## Short task
Copy out each of the items below word for word, keeping every line unchanged.
━━━━━━━━
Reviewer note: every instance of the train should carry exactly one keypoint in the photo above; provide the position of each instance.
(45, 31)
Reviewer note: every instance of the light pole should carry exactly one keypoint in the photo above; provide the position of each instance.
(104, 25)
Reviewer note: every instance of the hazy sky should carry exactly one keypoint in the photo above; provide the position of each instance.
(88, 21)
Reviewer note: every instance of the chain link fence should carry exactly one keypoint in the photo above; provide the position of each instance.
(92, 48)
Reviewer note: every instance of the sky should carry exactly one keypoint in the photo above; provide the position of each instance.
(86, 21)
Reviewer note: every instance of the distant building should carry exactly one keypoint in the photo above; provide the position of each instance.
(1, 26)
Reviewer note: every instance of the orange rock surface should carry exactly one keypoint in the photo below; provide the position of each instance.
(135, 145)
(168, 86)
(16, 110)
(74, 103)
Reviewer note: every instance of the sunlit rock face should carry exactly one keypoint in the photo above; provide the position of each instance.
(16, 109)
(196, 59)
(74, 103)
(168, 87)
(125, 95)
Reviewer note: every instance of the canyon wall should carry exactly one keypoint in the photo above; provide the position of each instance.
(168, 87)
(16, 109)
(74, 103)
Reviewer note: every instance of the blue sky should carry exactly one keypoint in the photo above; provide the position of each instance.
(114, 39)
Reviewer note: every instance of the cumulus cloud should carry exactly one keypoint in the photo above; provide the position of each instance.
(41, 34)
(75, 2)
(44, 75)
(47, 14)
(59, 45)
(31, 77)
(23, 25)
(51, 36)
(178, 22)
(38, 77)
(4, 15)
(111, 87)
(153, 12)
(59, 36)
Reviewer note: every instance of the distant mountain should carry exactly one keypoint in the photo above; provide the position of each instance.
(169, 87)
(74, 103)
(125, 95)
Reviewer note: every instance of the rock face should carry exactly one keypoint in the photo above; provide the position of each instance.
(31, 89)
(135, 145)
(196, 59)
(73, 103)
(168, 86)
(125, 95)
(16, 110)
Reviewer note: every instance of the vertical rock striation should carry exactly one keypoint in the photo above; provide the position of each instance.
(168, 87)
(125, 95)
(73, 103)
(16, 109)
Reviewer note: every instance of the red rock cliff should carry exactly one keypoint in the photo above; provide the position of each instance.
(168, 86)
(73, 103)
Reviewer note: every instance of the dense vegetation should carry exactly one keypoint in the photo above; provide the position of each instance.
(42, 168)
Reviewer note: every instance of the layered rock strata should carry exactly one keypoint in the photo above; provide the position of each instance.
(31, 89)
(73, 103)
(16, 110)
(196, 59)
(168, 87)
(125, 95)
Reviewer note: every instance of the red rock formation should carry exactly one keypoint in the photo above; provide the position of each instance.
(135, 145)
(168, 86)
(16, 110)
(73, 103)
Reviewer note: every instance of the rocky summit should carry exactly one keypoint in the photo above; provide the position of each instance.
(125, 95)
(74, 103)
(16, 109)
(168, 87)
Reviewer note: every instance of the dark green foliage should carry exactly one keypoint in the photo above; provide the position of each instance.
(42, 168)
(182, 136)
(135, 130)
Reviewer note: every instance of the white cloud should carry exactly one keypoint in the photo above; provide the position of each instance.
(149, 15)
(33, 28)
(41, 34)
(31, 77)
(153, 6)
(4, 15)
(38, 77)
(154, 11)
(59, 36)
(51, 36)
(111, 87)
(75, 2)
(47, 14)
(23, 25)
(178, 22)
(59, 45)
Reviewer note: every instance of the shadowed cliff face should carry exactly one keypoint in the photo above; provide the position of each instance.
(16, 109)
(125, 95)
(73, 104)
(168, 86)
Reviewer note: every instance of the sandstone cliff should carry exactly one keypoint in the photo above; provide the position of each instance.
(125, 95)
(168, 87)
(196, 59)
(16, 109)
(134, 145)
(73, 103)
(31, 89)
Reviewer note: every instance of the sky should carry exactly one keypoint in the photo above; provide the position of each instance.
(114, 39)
━━━━━━━━
## Task answer
Reviewer note: every instance of the train should carry exactly one keypoint in the photo above; provide the position of each instance.
(45, 31)
Reviewer note: every instance of the light pole should carry exactly one keypoint in the photo above; provide the position of each instance.
(104, 25)
Reviewer note: every instance of the hazy sky should carry exactly one keypoint in the photo above; provide the position of each instance.
(88, 21)
Reviewer note: every instance of the chain link fence should carry exactly one keypoint in the photo above; provide the position of each instance.
(92, 48)
Reviewer note: every instance of the sky should carry exactly one keypoint in the photo above; provide the position of each instance.
(86, 21)
Reviewer note: every instance of the distant building should carry exactly one keypoint in the photo above; provide the position of each instance.
(1, 26)
Reviewer note: every instance of the orange rock surface should carry exactly one keypoint in the photo below; provide the position of each instance.
(135, 145)
(168, 86)
(16, 110)
(74, 103)
Reviewer note: every instance of the sunlit rock face should carry exactly one keypoint in the photo above; provide the position of each instance.
(16, 109)
(196, 59)
(74, 103)
(168, 87)
(125, 95)
Reviewer note: every instance of the canyon wall should carry exactly one keypoint in the photo above; provide the position of each instance.
(168, 87)
(16, 109)
(74, 103)
Reviewer note: every instance of the blue sky should carry exactly one keypoint in the photo above; provide the position of each instance.
(114, 39)
Reviewer note: every instance of the cumulus cloud should carry exactly one keypoint in the photo above; provide the position of each instance.
(41, 34)
(75, 2)
(44, 75)
(47, 14)
(59, 45)
(31, 77)
(23, 25)
(51, 36)
(178, 22)
(38, 77)
(4, 15)
(111, 87)
(153, 12)
(59, 36)
Reviewer note: every instance of the distant mountain should carry exactly one keypoint in the photo above; provide the position of each instance.
(169, 87)
(74, 103)
(125, 95)
Reviewer note: every instance of the rock face should carry exactly one keypoint in the photo above; provide the position of each instance.
(31, 89)
(135, 145)
(196, 59)
(73, 103)
(168, 86)
(125, 95)
(16, 110)
Reviewer note: every instance of the vertical rock striation should carry exactly one keypoint in the photo above; provide the position of each instance.
(168, 87)
(125, 95)
(73, 103)
(16, 109)
Reviewer note: every instance of the red rock cliff should carry exactly one keypoint in the photo above; provide the position of each instance.
(168, 86)
(73, 103)
Reviewer note: every instance of the dense vegetation should carry exactly one keypoint in the photo above; provide the position of each instance.
(42, 168)
Reviewer note: every instance of the layered rock strata should carry exactly one keypoint in the photo above; provide the position of each instance.
(31, 89)
(73, 103)
(16, 110)
(196, 59)
(168, 87)
(125, 95)
Reviewer note: every instance of the red rock formation should carry exactly one keypoint in the photo above; provide the position of each instance.
(135, 145)
(168, 86)
(16, 110)
(73, 103)
Reviewer note: every instance of the rocky summit should carry exactly one keypoint in the photo above; provide the position of each instance.
(125, 95)
(74, 103)
(16, 109)
(168, 87)
Reviewer note: every instance of the dark green foliage should carry exactly one keypoint in the photo above; provide the position of each instance.
(42, 168)
(182, 136)
(135, 130)
Reviewer note: every instance of the white cloud should carry exactly one keypoint in the photo above; provide the position of each instance.
(149, 15)
(33, 28)
(41, 34)
(31, 77)
(153, 6)
(4, 15)
(38, 77)
(154, 11)
(59, 36)
(51, 36)
(111, 87)
(75, 2)
(47, 14)
(23, 25)
(178, 22)
(59, 45)
Reviewer note: every instance of the shadowed cliff face should carry exactly one keypoint in the photo above; provide the position of each instance.
(16, 109)
(125, 95)
(73, 104)
(168, 86)
Reviewer note: every instance of the sandstone cliff should carry exactly one keypoint in the photo above; provide the position of each instance.
(125, 95)
(168, 87)
(196, 59)
(16, 109)
(134, 145)
(73, 103)
(31, 89)
Reviewer note: every instance of the sky should carry exactly one keypoint in the photo above; provide the position of each instance.
(114, 39)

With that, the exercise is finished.